* [Work instructions]:
Write out the whole listing exactly.

* [Exercise inputs]:
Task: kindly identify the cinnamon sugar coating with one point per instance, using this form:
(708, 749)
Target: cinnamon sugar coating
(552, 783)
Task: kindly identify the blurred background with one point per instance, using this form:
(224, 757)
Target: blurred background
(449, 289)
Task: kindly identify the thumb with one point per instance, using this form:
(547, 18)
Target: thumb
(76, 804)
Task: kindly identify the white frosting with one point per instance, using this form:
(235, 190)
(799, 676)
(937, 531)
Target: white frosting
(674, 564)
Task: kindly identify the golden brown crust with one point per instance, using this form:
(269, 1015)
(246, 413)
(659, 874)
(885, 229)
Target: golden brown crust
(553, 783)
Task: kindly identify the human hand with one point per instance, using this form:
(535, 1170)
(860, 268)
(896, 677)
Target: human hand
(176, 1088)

* [Output for this task]:
Task: kindly identify the cinnamon sugar coating with one point per instance, using this form:
(708, 749)
Target: cinnamon sugar coating
(552, 783)
Task: kindly identify the blurred background with one point per instance, using this form:
(224, 757)
Target: blurred background
(449, 289)
Task: kindly identify the thumb with one point per instance, using this form:
(547, 18)
Target: thumb
(76, 804)
Task: kindly identify the white frosting with one point per instance, using this form:
(235, 190)
(799, 676)
(937, 531)
Target: white frosting
(674, 564)
Task: kindly identify the golden brown crust with one point per instance, using this form:
(269, 1015)
(246, 413)
(659, 874)
(885, 229)
Target: golden brown crust
(553, 783)
Task: kindly identify the human hand with one point per instance, using this form:
(535, 1170)
(860, 268)
(896, 677)
Target: human hand
(176, 1088)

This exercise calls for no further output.